* **Exercise instructions**
All lines in the records below with the word "chimney" must be returned.

--- Recorded data Enclosed Below ---

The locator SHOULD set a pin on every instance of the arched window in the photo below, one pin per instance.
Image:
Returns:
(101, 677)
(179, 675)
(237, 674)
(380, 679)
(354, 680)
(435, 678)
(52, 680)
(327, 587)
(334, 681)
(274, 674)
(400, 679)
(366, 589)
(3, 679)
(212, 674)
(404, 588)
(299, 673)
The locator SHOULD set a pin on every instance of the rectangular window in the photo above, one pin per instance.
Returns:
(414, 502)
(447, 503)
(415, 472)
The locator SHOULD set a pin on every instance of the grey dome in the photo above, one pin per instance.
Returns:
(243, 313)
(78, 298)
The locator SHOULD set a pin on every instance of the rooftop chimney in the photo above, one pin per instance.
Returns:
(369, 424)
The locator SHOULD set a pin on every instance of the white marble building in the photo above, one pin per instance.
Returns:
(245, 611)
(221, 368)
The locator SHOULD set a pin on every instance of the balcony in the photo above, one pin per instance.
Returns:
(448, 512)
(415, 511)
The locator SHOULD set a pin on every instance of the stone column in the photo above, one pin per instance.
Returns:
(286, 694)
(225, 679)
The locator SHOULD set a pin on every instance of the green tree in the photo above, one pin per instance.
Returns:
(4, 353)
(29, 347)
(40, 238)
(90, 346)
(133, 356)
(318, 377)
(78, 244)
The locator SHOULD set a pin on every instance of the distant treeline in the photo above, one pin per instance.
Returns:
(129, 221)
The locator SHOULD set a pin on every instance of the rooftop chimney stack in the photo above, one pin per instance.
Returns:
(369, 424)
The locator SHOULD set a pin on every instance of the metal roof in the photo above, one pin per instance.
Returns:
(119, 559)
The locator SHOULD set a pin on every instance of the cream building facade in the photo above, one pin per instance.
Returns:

--- End of Enclosed Recorded data ---

* **Answer to the problem**
The locator SHOULD set a pin on every instance of the rooftop chimney in the photo above, one pin per instance.
The locator SHOULD set a pin on every instance of the rooftop chimney stack in the photo above, one pin per instance.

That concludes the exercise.